* DETTAGLI DELL'ESERCIZIO
Prosegua il brano sul dismorfismo da selfie, riprendendo subito dopo l'ultima frase riportata.

Dismorfismo da selfie, un’epidemia silenziosa
Guardare la propria immagine e non accettarla, non riconoscersi nel riflesso dello specchio. Se sino a qualche anno fa questo disturbo – definito dai clinici dismorfismo – era abbastanza raro, oggi le cose stanno cambiando. Sempre più spesso, giovani e meno giovani perdono il contatto con il proprio corpo e con la propria immagine, cadendo nelle maglie di questa rete. Ad accelerare, o meglio ad incrementare la possibilità di sviluppare il disturbo del dismorfismo sono i filtri che quotidianamente si adoperano nelle app social. Già, proprio quei filtri che usiamo per modificare il nostro aspetto nei selfie. Effetti speciali che servono a renderci più magri o più muscolosi, più belli o anche più bizzarri. Sia chiaro, di per sé questi filtri non sono pericolosi. Il problema è che in un mondo sempre più virtuale e sempre meno reale, alcune persone più fragili e dipendenti da questi social, modificano la propria immagine talmente tanto e talmente tanto spesso da perdersi.

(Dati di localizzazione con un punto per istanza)
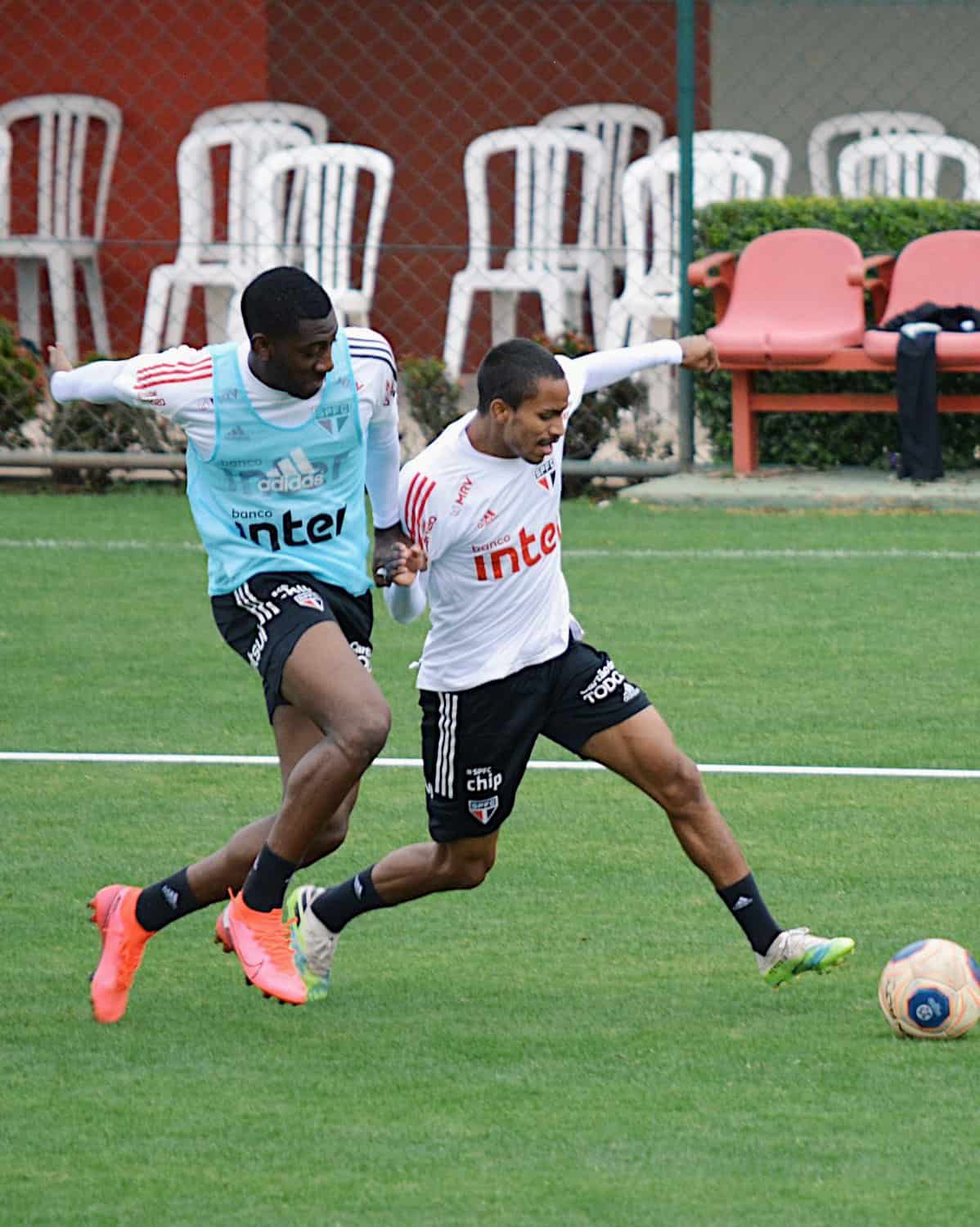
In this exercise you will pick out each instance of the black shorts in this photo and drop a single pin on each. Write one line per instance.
(476, 743)
(264, 618)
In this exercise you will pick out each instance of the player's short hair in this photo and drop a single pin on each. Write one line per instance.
(510, 372)
(275, 302)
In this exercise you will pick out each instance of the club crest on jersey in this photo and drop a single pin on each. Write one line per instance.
(302, 594)
(545, 474)
(483, 809)
(309, 599)
(334, 417)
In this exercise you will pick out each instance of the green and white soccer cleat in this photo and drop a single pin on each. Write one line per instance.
(796, 951)
(312, 942)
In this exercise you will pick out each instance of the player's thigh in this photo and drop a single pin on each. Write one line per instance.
(475, 750)
(296, 734)
(590, 696)
(326, 681)
(641, 748)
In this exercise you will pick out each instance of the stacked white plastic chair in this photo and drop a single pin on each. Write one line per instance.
(906, 166)
(621, 128)
(69, 227)
(832, 133)
(319, 230)
(221, 265)
(651, 210)
(540, 262)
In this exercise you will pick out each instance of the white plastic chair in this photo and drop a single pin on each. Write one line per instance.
(318, 232)
(616, 124)
(855, 127)
(68, 228)
(651, 213)
(538, 260)
(309, 118)
(771, 155)
(221, 267)
(906, 166)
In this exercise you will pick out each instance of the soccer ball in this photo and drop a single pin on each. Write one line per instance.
(931, 991)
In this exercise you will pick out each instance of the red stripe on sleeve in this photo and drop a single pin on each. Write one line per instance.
(410, 497)
(422, 510)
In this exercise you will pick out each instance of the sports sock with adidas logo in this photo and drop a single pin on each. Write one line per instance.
(166, 901)
(746, 905)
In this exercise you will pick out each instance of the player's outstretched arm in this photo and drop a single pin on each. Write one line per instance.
(405, 594)
(595, 371)
(698, 353)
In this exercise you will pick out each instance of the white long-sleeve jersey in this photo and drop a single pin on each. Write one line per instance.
(177, 384)
(492, 532)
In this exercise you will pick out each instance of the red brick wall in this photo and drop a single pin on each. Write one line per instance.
(419, 81)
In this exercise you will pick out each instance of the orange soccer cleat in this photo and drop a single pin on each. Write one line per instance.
(123, 942)
(223, 933)
(262, 942)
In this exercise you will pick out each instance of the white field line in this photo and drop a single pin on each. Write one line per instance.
(896, 555)
(535, 765)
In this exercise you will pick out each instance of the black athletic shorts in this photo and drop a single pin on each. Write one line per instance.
(476, 743)
(264, 618)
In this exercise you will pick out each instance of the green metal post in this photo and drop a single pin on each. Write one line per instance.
(685, 134)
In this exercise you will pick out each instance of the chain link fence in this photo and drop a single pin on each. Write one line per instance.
(452, 172)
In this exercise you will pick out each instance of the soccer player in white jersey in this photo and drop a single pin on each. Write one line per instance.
(506, 662)
(284, 434)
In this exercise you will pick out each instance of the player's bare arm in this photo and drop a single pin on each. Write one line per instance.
(405, 564)
(699, 353)
(388, 557)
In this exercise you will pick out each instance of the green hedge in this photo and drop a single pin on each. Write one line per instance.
(827, 439)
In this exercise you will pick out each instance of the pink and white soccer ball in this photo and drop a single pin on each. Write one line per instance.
(931, 991)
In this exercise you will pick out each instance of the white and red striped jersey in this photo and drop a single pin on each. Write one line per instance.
(177, 384)
(492, 532)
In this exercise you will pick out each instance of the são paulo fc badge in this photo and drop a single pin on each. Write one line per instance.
(309, 599)
(545, 473)
(483, 809)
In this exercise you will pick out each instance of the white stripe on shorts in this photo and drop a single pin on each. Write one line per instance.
(446, 751)
(264, 611)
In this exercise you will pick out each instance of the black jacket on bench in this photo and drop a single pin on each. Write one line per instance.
(915, 385)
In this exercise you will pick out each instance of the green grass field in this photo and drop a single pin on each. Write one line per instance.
(584, 1040)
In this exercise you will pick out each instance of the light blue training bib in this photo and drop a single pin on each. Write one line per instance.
(282, 498)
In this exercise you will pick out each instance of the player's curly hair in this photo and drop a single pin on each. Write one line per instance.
(275, 302)
(510, 372)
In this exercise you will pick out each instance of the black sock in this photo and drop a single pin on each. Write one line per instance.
(164, 902)
(265, 886)
(341, 903)
(747, 906)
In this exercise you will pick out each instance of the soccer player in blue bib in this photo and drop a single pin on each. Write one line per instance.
(284, 431)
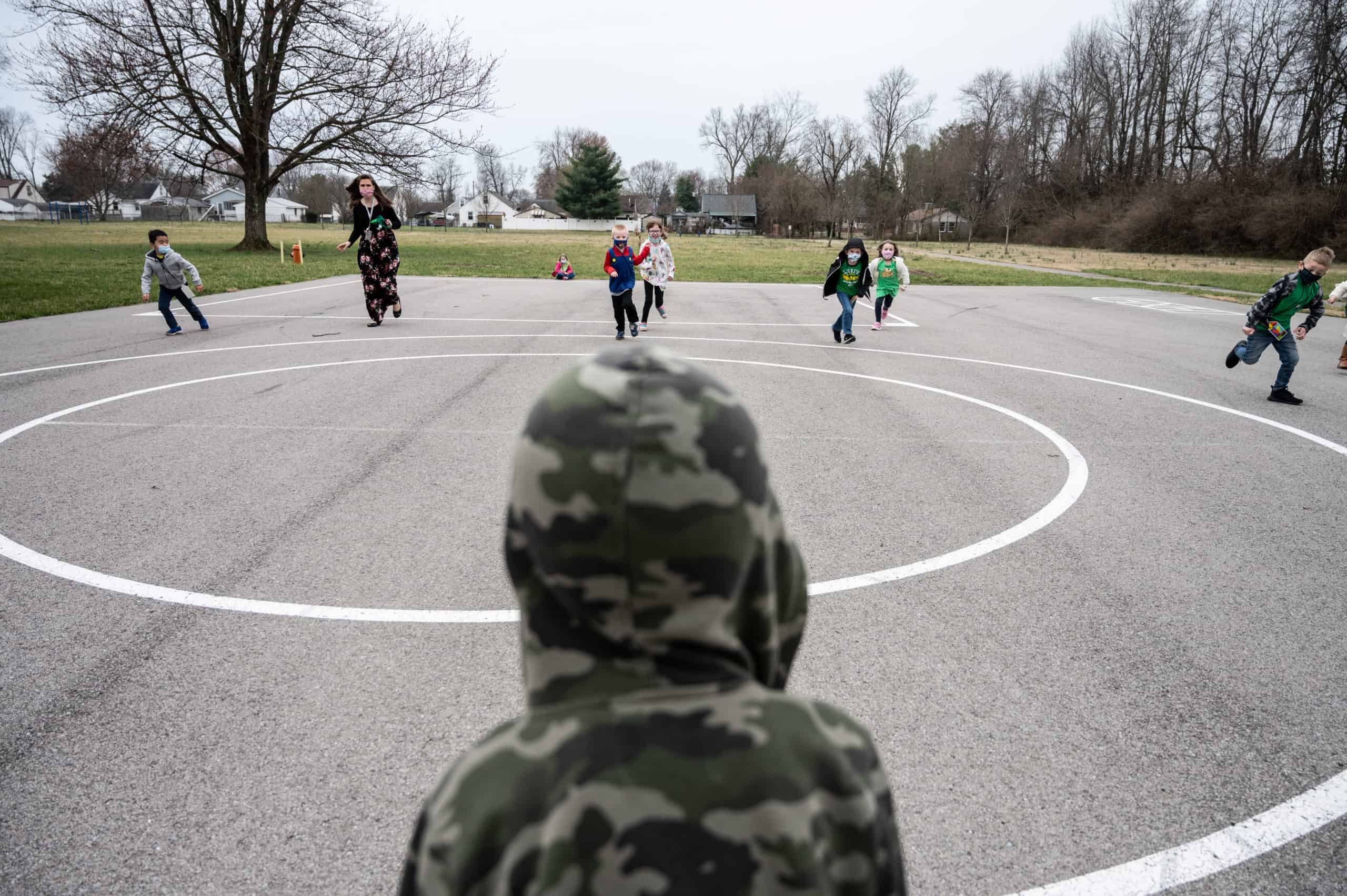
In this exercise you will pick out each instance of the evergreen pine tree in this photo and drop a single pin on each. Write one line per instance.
(592, 185)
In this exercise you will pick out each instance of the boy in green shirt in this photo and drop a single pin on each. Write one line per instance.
(889, 275)
(849, 279)
(1268, 321)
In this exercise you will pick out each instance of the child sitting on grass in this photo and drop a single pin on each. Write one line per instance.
(173, 271)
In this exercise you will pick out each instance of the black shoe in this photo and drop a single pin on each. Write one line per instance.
(1284, 397)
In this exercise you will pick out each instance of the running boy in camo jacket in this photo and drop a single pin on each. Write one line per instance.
(1268, 321)
(662, 604)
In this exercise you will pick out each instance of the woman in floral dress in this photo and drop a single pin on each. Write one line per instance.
(374, 222)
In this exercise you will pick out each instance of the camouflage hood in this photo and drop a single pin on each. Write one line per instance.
(643, 538)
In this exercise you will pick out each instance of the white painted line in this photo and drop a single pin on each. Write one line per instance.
(407, 317)
(1077, 477)
(1206, 856)
(1158, 305)
(259, 296)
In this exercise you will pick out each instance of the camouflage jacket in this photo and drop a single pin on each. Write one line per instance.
(662, 606)
(1263, 310)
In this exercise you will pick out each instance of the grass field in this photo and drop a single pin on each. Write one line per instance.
(1229, 273)
(69, 267)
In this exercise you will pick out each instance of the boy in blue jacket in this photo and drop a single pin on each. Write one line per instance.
(621, 278)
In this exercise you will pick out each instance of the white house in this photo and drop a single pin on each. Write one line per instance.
(934, 222)
(21, 192)
(480, 210)
(227, 204)
(126, 203)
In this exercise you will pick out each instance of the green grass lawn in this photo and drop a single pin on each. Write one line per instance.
(1247, 282)
(71, 267)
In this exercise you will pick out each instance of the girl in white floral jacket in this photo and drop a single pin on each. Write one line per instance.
(657, 270)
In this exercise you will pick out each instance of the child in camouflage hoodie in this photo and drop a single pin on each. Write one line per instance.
(662, 606)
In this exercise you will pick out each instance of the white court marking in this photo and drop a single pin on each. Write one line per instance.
(407, 317)
(1156, 305)
(1153, 873)
(1078, 475)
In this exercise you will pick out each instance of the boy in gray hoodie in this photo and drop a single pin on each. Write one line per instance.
(173, 271)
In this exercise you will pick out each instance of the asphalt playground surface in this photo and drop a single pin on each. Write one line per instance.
(1163, 658)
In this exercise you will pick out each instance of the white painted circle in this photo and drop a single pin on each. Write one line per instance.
(1077, 477)
(1158, 872)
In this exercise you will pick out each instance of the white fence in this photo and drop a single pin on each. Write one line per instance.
(565, 224)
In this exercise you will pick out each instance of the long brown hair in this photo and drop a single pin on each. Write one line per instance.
(354, 189)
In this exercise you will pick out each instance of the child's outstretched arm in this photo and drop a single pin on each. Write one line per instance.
(145, 282)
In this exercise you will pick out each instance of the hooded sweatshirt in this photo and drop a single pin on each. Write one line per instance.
(833, 284)
(172, 268)
(662, 606)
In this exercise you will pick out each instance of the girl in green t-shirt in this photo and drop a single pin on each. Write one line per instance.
(889, 275)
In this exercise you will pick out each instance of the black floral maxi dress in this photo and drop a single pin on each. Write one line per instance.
(379, 262)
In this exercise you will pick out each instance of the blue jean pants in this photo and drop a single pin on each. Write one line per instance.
(843, 321)
(166, 298)
(1259, 343)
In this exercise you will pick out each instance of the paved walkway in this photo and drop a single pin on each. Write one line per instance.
(1081, 274)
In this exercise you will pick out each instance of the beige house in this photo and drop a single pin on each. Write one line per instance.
(934, 222)
(19, 192)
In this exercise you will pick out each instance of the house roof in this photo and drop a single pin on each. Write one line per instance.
(730, 205)
(140, 190)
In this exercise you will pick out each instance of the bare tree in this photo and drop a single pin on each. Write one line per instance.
(102, 161)
(266, 85)
(442, 177)
(783, 124)
(833, 150)
(652, 179)
(732, 138)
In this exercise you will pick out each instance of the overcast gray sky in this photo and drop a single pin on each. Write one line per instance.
(647, 77)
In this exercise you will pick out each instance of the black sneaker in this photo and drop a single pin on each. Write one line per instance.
(1284, 397)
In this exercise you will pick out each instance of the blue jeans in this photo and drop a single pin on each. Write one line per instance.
(166, 298)
(1285, 348)
(843, 321)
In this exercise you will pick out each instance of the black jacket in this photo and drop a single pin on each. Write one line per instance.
(830, 285)
(361, 219)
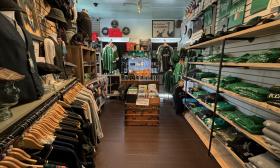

* RISPOSTA ALLA CONSEGNA
I DATI
Il disturbo di dismorfismo corporeo è ormai un problema abbastanza comune. Le stime più attuali ci dicono che interessa il 2,5% della popolazione generale e addirittura il 7-15% delle persone che si sottopongono a cure cosmetiche o interventi di chirurgia plastica. Ma il punto è che proprio per via dei nuovi mezzi di comunicazione e dei filtri che si usano quando si postano foto o video questi dati sono solo la punta dell’iceberg. I casi reali sarebbero molto più numerosi, ma ampiamente sotto-diagnosticati a causa di una generalizzata tendenza a sottovalutare i sintomi del disturbo e, soprattutto, della mancata ricerca di aiuto specialistico da parte dei diretti interessati. Le persone che soffrono di dimorfismo considerano intollerabile un determinato difetto fisico, a volte peraltro inesistente, e per questo cercano di eliminarlo in ogni modo. E un modo molto semplice è quello di proporre la propria immagine sempre e comunque attraverso un filtro, proprio di quelli che si usano sui social.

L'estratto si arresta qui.